Start of Document extract
Do you have the organizational structures necessary to effectively and efficiently govern data and analytics?
1. Starter: Data is still managed by IT with limited input from business. No central function or C‑level appointed to assure cross-company data management.
2. Literate: A CDO (Chief Digital Officer) has been appointed and started implementing a structured data governance approach (including on regulation). First global data governance policies and procedures are planned.
3. Performer: A fully functional data organization exists under a CDO (Chief Digital Officer) reporting to top management. The CDO (Chief Digital Officer) organization includes design authorities for data platforms and data architecture. A governance charter for data is defined, including policies and tools. Data quality has significantly improved.
4. Leader: All key data and analytics governance roles have been implemented and fully functional in a hub-and-spoke operational model covering the entire organization, where all data domains are defined. Data and analytics leadership is included in all corporate governance processes
DAI dimension “Digital & data platform”
Do you have an efficient data platform in place to deliver significant business value from data?
1. Starter: Traditional data warehouse systems for historical data in place, but often lacking efficient MDM (master data management) functionalities and clear referential. Analytics are mainly descriptive and run primarily through packaged BI and database tools via batch feeds. Analytical resources are disseminated across the organization.
2. Literate: Fit-for-purpose systems using a mix of traditional technologies and an efficient but small Hadoop/Apache big-data platform. Most MDM (master data management) issues are addressed. Data lakes are in advanced testing. New ways to improve analytics with dashboards, interfaces, or high-performance data platforms are investigated.
End of Document extract
Start of Information
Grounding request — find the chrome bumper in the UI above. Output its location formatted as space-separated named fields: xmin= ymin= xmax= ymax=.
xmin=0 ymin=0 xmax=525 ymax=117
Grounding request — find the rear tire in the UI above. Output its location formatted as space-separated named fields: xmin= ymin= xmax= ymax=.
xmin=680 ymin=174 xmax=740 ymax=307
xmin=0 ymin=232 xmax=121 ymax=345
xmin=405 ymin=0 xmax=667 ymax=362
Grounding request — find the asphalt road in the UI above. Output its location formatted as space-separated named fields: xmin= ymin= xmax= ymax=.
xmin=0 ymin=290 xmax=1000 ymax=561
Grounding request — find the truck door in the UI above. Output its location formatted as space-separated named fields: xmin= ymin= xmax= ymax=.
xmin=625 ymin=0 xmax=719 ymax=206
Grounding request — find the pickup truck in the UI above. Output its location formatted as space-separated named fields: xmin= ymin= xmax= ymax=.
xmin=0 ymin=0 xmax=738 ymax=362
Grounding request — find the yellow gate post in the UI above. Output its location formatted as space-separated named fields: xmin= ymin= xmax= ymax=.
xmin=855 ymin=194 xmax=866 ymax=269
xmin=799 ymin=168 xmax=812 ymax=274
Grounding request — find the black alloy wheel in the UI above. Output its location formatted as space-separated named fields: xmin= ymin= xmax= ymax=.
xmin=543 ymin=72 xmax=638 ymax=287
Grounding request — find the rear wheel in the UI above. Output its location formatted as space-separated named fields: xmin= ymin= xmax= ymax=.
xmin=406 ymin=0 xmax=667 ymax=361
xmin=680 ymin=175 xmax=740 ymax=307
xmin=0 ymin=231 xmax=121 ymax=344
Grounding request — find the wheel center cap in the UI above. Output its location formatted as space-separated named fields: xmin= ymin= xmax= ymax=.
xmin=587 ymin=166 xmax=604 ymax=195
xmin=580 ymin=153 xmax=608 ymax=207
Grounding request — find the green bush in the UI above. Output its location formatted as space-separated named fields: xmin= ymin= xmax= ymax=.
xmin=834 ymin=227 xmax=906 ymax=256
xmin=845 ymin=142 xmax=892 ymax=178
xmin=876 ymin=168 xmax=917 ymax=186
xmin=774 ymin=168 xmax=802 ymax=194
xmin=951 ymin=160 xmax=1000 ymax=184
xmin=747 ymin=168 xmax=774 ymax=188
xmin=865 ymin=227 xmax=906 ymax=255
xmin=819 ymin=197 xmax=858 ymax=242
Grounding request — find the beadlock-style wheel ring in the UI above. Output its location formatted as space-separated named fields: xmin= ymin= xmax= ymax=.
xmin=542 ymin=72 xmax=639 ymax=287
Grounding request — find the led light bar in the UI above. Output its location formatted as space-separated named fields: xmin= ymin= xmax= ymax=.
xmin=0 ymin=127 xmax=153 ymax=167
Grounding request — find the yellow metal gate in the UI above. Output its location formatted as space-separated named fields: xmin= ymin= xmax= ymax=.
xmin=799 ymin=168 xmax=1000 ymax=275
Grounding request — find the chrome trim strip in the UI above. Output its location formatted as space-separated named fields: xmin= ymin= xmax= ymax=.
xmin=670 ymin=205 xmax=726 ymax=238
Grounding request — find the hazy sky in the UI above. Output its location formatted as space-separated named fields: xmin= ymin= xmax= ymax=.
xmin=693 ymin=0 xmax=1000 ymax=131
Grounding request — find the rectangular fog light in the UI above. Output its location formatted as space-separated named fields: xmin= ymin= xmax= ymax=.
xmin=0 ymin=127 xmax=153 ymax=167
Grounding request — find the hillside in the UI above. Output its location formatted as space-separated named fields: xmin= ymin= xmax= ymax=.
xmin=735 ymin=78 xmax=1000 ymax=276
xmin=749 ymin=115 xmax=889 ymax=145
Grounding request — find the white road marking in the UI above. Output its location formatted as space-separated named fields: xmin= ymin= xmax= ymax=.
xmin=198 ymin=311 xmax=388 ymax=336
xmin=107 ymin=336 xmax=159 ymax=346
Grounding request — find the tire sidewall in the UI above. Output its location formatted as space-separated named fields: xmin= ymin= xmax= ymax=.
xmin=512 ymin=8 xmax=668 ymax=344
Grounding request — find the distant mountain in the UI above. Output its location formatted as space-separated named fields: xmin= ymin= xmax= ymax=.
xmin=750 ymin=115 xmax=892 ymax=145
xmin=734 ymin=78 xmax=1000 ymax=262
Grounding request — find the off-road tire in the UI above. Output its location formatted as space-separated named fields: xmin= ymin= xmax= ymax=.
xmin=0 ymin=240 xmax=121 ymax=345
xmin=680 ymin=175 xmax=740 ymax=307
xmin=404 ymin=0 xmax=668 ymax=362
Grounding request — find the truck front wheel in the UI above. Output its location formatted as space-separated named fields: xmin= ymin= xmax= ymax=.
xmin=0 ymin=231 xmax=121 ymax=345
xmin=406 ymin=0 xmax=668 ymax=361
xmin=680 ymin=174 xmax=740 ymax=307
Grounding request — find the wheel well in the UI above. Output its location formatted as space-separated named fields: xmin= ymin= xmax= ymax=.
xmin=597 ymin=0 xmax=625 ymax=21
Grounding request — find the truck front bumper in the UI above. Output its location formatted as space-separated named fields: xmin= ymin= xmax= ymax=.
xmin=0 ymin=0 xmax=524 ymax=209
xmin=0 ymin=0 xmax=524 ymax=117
End of Information
Study questions ▸
[a] Using the data maturity text, explain what the organizational structures and the data platform are each meant to accomplish.
[b] In the data maturity text, what stage have data lakes reached at the Literate level of the "Digital & data platform" dimension?

Exercise responses ▸
[a] The organizational structures are meant to govern data and analytics effectively and efficiently. The data platform is meant to deliver significant business value from data.

[b] Data lakes are in advanced testing.